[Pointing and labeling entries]
┄┄┄┄┄┄┄┄┄┄┄┄┄┄┄┄┄┄┄┄

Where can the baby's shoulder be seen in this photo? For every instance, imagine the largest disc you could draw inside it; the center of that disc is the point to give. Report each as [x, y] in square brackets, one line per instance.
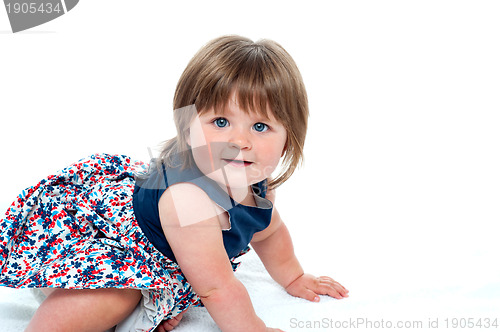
[185, 204]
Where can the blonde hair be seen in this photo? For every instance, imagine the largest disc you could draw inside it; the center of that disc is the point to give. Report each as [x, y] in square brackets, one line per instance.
[264, 77]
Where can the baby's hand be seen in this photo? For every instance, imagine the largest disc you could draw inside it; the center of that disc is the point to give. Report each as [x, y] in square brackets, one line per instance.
[309, 287]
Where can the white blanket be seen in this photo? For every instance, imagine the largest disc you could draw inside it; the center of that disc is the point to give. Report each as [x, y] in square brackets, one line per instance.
[361, 311]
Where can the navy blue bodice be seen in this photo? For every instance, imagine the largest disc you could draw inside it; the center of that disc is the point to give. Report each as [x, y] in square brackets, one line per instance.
[244, 220]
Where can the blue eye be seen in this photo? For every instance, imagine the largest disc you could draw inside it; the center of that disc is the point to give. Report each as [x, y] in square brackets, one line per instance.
[260, 127]
[221, 122]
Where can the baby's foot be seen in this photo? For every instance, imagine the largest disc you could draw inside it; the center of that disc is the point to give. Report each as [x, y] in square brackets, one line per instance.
[169, 325]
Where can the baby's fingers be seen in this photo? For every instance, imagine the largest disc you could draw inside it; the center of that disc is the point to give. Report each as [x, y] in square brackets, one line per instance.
[328, 286]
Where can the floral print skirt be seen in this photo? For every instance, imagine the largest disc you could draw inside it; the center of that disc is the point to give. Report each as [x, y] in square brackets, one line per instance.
[77, 230]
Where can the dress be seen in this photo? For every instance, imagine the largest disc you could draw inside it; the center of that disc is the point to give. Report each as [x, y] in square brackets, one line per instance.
[77, 229]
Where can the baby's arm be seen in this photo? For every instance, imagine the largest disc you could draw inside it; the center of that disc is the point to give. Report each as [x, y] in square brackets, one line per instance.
[191, 225]
[275, 249]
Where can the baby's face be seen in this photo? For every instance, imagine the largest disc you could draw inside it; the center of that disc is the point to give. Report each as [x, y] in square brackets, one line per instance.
[236, 149]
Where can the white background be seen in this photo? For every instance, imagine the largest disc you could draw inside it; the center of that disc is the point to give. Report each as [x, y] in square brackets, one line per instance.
[400, 190]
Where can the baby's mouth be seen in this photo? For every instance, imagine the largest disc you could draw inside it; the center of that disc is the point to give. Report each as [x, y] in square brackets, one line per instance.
[238, 163]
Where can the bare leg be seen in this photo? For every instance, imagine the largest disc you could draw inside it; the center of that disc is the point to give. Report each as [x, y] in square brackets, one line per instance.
[169, 325]
[84, 309]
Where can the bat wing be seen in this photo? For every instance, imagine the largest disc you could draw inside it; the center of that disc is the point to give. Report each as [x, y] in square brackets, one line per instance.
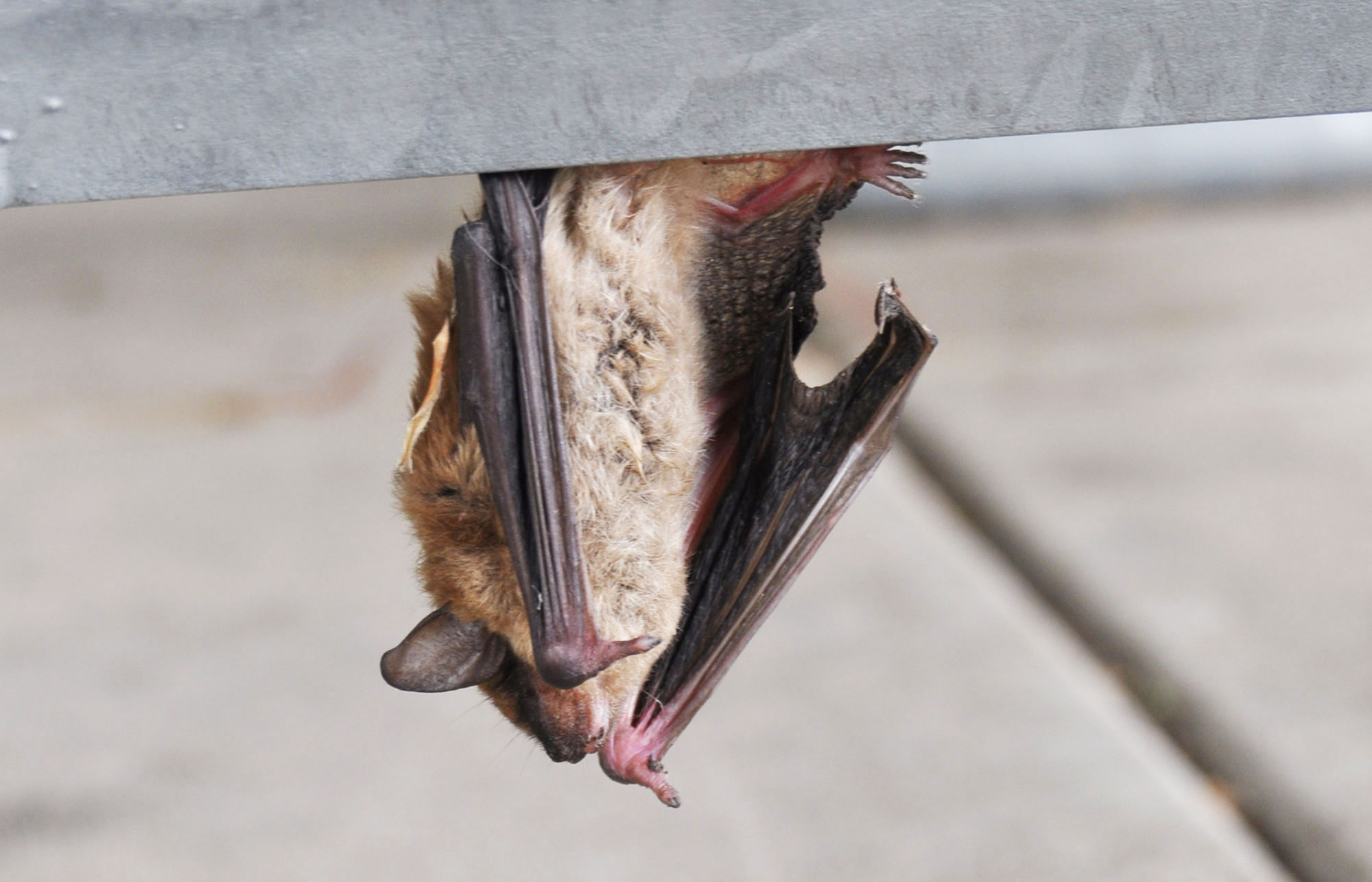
[802, 455]
[508, 389]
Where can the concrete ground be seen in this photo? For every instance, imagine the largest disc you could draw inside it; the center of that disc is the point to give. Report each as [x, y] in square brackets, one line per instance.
[202, 399]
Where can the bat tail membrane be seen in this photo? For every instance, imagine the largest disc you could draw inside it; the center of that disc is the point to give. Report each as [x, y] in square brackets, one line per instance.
[802, 455]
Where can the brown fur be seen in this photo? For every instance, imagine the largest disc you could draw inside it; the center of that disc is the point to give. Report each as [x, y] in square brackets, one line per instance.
[618, 268]
[630, 262]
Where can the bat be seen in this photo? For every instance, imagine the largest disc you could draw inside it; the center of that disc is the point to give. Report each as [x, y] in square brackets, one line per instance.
[611, 467]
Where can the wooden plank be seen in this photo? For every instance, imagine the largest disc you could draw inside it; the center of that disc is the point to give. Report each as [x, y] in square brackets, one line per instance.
[102, 101]
[1164, 414]
[202, 564]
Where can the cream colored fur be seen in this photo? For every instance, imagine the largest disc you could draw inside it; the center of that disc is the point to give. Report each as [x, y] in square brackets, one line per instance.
[619, 268]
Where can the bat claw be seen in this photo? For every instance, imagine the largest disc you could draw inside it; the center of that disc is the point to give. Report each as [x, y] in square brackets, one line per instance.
[883, 165]
[567, 665]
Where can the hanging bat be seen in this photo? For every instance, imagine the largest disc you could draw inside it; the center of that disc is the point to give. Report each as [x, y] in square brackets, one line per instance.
[613, 469]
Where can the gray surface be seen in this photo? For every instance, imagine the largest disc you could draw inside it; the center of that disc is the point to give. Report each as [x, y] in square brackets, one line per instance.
[139, 98]
[200, 562]
[1244, 159]
[1168, 417]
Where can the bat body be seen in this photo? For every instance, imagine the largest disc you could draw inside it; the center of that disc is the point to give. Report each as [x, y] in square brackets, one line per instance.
[613, 472]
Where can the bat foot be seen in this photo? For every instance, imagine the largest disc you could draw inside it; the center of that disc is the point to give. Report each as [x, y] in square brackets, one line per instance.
[882, 165]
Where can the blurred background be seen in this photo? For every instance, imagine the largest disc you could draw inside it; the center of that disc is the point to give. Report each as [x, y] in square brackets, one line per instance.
[1104, 613]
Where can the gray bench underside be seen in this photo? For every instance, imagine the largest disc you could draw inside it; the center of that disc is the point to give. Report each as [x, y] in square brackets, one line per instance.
[102, 101]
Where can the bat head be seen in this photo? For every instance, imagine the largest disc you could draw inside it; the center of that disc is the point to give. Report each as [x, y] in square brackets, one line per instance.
[480, 635]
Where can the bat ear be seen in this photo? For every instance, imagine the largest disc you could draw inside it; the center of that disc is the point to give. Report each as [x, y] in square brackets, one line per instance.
[444, 653]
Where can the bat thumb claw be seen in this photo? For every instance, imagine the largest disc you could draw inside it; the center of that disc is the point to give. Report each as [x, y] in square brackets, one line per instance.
[569, 666]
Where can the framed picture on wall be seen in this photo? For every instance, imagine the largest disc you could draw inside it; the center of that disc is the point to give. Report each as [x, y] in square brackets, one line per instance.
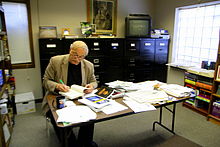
[218, 74]
[47, 32]
[103, 14]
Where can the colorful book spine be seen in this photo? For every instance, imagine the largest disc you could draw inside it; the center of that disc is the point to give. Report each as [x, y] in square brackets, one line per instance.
[205, 86]
[190, 81]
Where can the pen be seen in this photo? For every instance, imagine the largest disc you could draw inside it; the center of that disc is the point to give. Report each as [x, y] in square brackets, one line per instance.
[61, 82]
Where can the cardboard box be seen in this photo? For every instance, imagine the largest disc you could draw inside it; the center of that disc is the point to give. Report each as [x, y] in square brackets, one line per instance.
[25, 103]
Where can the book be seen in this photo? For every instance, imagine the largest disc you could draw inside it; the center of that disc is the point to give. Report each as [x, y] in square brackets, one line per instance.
[105, 92]
[74, 92]
[95, 101]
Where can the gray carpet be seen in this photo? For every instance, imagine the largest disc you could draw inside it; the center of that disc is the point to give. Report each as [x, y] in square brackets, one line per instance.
[132, 131]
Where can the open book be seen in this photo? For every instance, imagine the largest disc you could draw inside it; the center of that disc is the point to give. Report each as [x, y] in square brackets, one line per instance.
[95, 101]
[74, 92]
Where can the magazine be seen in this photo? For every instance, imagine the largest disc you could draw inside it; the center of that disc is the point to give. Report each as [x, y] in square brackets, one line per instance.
[74, 92]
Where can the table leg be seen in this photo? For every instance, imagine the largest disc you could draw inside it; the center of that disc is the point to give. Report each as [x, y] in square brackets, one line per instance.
[160, 119]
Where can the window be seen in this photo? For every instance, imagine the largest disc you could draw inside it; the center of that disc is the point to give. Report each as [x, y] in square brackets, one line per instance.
[196, 34]
[18, 25]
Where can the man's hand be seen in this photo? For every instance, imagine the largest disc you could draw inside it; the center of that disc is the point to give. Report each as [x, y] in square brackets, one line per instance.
[88, 90]
[62, 87]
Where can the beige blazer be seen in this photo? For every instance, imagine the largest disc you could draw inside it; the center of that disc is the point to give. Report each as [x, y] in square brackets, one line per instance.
[57, 70]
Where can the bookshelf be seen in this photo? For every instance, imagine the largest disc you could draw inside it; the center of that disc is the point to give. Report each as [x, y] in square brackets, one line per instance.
[7, 87]
[214, 107]
[203, 87]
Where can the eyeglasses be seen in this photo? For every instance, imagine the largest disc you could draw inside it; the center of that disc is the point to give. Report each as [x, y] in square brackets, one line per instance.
[74, 54]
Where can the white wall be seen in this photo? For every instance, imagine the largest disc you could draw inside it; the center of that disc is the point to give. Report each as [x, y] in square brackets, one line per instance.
[67, 14]
[164, 18]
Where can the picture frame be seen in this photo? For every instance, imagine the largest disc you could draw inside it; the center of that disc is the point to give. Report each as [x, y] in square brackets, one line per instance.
[103, 14]
[48, 32]
[65, 31]
[218, 74]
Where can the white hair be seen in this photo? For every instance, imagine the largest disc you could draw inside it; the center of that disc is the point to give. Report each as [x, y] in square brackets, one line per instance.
[79, 44]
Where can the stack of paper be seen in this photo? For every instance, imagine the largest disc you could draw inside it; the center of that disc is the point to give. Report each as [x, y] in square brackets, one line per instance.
[148, 96]
[176, 90]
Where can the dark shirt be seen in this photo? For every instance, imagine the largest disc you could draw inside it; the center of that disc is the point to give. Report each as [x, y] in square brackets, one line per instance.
[74, 74]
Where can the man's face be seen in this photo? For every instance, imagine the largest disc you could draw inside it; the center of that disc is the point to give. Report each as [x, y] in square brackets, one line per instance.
[76, 55]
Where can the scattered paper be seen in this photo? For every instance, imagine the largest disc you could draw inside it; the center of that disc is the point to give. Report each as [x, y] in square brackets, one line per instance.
[149, 96]
[113, 107]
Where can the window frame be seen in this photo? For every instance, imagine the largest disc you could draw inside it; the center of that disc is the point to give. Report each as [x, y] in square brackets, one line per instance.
[32, 63]
[176, 23]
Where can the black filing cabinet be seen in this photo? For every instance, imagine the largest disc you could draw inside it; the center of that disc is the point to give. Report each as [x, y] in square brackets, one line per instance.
[114, 56]
[128, 59]
[49, 48]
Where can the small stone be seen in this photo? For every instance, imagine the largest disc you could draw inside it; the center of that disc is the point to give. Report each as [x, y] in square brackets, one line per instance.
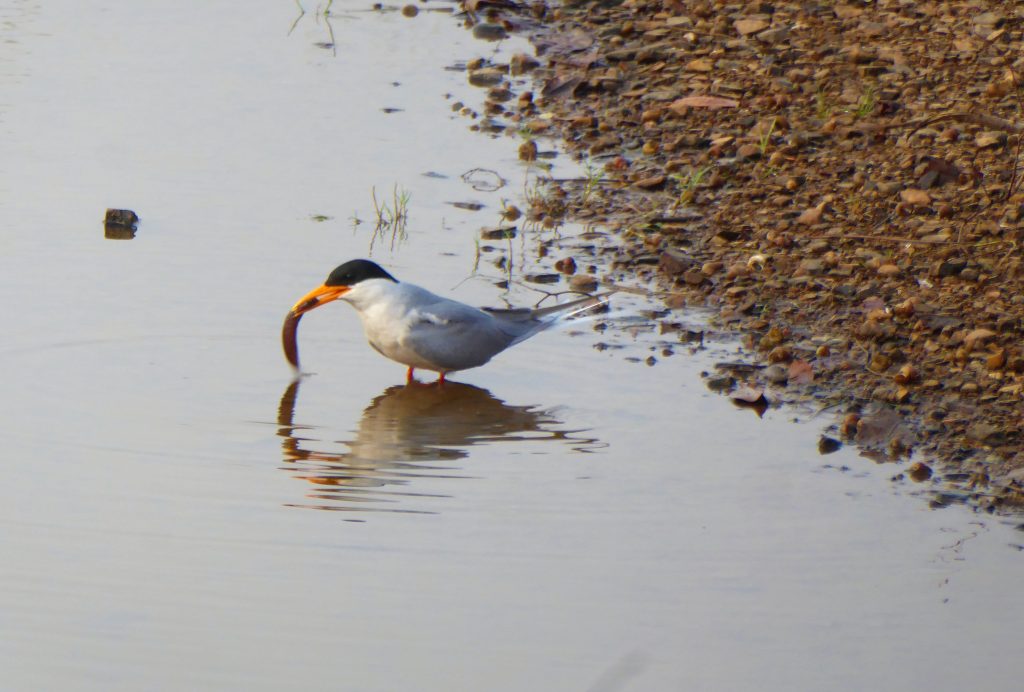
[989, 139]
[748, 152]
[914, 198]
[521, 63]
[748, 27]
[700, 65]
[811, 216]
[583, 283]
[776, 374]
[650, 182]
[489, 32]
[827, 445]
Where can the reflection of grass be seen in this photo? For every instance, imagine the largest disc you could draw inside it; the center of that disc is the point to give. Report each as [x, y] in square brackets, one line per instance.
[688, 186]
[390, 217]
[327, 22]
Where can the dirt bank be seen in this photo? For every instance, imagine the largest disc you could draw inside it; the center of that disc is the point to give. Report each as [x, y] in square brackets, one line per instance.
[840, 180]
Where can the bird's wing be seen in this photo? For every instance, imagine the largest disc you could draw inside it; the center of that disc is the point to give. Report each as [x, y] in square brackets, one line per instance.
[521, 323]
[455, 336]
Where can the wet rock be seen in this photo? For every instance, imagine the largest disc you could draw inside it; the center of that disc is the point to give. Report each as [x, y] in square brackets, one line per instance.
[776, 374]
[566, 265]
[750, 26]
[520, 63]
[489, 32]
[120, 224]
[498, 233]
[827, 445]
[673, 262]
[650, 182]
[486, 77]
[583, 283]
[543, 278]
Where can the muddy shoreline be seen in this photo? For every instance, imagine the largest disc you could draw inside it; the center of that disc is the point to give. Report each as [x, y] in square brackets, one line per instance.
[839, 183]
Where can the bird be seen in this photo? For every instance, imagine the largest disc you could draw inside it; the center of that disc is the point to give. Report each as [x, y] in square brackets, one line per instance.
[421, 330]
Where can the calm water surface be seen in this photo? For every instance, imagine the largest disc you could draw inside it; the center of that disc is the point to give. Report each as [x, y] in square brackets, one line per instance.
[176, 514]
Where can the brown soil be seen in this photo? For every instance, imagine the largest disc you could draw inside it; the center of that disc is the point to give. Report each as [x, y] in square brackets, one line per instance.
[841, 180]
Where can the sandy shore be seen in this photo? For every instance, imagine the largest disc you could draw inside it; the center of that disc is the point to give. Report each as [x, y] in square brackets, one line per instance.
[840, 182]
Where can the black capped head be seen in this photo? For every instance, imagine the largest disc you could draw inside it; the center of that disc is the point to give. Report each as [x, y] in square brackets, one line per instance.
[353, 271]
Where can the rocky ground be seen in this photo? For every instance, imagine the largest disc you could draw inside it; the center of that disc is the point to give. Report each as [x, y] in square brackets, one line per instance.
[840, 180]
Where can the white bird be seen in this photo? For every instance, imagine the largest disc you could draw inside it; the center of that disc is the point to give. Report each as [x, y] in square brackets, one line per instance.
[420, 329]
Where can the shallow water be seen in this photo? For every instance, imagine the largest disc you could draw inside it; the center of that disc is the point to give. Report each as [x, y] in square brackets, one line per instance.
[565, 518]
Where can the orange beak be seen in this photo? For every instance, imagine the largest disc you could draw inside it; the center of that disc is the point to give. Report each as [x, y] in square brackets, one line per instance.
[318, 296]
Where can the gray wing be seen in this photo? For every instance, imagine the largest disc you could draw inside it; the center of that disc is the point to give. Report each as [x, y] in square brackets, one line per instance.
[455, 336]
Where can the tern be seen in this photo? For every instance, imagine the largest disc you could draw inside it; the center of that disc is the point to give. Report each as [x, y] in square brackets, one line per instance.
[422, 330]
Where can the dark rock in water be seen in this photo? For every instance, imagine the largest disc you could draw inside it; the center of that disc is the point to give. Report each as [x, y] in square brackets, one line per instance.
[543, 278]
[119, 224]
[121, 217]
[489, 32]
[827, 445]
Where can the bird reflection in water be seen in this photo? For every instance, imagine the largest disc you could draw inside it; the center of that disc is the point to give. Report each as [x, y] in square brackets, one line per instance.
[407, 433]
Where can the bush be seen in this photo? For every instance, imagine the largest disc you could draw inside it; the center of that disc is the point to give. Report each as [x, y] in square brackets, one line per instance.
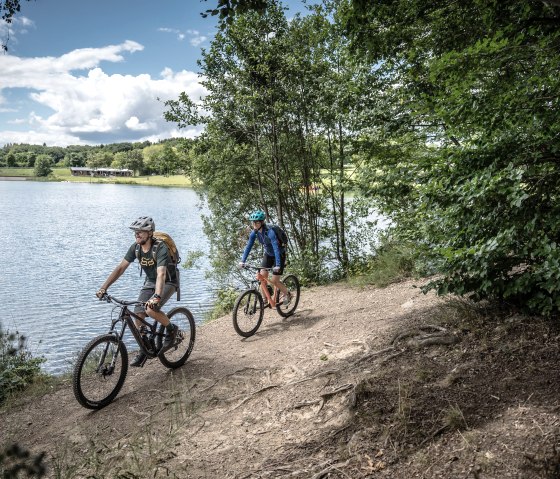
[18, 369]
[43, 166]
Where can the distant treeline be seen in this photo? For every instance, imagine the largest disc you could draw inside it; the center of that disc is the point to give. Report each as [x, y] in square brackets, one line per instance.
[166, 157]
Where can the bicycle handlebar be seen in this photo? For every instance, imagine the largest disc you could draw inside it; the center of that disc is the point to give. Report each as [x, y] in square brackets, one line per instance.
[111, 299]
[256, 268]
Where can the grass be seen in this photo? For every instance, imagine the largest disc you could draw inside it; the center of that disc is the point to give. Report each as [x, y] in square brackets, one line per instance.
[64, 174]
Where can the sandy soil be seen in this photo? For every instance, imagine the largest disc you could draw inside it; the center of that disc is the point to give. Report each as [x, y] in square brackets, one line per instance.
[360, 382]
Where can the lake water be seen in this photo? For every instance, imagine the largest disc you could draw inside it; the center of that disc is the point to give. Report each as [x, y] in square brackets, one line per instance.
[61, 241]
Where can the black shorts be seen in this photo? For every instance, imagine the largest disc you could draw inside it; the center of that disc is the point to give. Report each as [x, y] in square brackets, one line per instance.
[270, 261]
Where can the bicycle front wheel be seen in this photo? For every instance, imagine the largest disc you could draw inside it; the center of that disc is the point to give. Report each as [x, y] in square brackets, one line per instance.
[100, 371]
[292, 284]
[248, 313]
[181, 350]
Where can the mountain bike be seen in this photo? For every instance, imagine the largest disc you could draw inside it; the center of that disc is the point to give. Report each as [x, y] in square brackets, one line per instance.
[249, 307]
[101, 368]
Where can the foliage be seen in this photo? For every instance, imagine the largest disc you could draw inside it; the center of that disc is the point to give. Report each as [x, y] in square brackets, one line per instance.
[15, 461]
[392, 262]
[462, 145]
[8, 8]
[18, 369]
[277, 119]
[43, 166]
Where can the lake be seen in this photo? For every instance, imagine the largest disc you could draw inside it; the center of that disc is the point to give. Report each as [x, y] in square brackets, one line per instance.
[61, 241]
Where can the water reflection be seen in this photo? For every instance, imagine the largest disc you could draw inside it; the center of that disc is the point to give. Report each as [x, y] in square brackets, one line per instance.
[61, 240]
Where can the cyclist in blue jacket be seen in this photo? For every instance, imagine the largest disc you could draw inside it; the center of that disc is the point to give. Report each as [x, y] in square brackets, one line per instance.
[274, 254]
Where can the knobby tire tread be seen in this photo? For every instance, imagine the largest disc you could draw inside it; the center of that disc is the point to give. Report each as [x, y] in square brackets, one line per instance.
[76, 379]
[248, 293]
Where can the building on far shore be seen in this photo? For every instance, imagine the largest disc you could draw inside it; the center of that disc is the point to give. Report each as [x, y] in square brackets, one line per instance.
[82, 171]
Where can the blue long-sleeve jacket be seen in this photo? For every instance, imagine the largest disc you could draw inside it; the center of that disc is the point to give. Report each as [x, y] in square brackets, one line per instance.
[270, 242]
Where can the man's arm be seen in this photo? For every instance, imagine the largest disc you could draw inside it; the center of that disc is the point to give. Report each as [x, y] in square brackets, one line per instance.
[160, 280]
[275, 246]
[249, 246]
[115, 274]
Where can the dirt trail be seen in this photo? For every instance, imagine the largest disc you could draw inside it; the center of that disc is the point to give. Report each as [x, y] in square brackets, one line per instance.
[298, 399]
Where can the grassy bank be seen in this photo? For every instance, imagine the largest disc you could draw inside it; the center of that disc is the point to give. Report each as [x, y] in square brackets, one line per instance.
[63, 174]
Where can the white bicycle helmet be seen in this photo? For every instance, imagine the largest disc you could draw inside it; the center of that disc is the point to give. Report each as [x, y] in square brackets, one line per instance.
[144, 223]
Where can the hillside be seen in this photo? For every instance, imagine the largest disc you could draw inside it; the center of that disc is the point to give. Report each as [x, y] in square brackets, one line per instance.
[360, 383]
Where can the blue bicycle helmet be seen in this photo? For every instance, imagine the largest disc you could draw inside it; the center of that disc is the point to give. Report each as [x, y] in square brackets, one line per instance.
[258, 215]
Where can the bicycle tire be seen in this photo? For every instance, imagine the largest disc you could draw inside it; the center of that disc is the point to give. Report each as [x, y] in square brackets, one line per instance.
[292, 283]
[248, 312]
[96, 385]
[178, 354]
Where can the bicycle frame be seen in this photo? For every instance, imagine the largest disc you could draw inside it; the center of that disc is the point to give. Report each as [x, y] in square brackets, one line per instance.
[264, 281]
[125, 317]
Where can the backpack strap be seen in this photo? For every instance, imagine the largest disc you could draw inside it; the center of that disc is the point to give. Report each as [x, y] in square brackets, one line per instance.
[137, 254]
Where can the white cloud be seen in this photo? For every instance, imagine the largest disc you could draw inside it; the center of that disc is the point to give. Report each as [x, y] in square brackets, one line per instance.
[9, 32]
[97, 107]
[196, 38]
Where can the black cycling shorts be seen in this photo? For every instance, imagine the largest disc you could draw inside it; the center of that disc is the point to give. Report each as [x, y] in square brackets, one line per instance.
[270, 262]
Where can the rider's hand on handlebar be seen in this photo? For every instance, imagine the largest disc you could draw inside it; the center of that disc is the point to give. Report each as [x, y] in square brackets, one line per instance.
[154, 302]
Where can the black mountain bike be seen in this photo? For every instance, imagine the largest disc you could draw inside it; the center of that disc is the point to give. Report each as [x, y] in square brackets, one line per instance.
[249, 307]
[102, 365]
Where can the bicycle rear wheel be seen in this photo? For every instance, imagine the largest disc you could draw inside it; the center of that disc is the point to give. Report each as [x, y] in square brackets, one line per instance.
[248, 313]
[292, 283]
[181, 350]
[100, 371]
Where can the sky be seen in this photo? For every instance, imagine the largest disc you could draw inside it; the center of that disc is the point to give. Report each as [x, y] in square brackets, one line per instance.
[91, 72]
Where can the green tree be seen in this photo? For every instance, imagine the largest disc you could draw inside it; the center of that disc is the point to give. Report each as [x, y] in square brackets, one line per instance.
[43, 166]
[275, 133]
[99, 159]
[11, 159]
[466, 152]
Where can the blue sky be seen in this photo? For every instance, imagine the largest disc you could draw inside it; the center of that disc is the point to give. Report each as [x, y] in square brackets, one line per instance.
[90, 72]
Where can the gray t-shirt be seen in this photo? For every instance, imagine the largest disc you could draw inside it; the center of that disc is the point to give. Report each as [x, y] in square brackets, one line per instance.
[147, 262]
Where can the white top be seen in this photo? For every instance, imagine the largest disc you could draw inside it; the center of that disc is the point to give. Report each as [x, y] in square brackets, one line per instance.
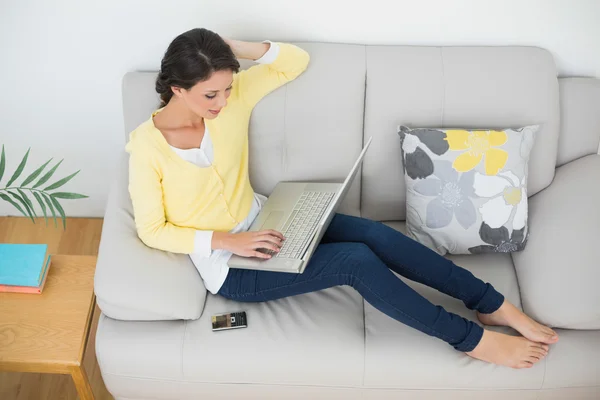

┄┄┄┄┄┄┄┄┄┄┄┄┄┄┄┄┄┄┄┄

Work to be completed:
Pick out each line above that contains the word "bike", and copy those lines.

Task output:
Where can the mountain bike be seen in this photo? For every instance, imagine the largest disc you could draw inside it; the center of that disc is the point to give. Report each as [x, y] in square brackets, one line per instance.
Where can the black mountain bike be seen in this photo? For every instance, imagine the largest disc you could draw inside it; the center of that disc is the point to give. Report each as [x, y] in square brackets, one line per instance.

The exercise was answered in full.